[Exercise details]:
Could you repeat, word for word, every line from the one containing "Could you point out the beam" through the final line of the records below, and nothing else?

Referring expression data

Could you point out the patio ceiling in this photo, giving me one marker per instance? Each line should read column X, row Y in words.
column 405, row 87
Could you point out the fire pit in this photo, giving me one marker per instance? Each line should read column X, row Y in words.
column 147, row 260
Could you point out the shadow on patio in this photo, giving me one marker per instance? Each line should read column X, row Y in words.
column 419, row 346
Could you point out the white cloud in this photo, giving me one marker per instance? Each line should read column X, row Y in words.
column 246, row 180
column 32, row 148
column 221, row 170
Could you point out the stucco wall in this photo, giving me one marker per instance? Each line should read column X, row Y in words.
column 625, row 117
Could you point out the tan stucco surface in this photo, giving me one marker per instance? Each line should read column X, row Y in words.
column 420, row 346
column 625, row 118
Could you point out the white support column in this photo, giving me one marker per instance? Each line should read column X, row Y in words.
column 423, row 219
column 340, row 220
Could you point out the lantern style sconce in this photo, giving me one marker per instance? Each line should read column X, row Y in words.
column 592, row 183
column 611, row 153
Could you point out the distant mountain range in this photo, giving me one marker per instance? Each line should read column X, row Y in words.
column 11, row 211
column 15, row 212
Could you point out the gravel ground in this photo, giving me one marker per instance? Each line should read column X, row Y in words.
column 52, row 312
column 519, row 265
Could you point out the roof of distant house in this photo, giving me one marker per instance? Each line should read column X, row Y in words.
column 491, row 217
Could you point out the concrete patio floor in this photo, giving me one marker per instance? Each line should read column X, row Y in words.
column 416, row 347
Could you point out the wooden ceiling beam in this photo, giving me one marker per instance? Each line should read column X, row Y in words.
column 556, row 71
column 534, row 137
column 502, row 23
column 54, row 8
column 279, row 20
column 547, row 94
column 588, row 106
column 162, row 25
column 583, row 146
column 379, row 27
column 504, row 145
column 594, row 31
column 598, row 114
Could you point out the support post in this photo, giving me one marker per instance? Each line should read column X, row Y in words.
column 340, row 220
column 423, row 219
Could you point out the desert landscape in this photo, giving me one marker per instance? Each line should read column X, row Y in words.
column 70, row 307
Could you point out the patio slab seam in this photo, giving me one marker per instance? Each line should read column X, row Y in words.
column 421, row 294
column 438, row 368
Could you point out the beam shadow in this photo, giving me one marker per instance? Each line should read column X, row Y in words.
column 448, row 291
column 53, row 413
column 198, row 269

[Task response]:
Could you point out the beam shadow in this photo, giving me one marker per instance? Each line should read column X, row Y in words.
column 448, row 291
column 53, row 413
column 198, row 269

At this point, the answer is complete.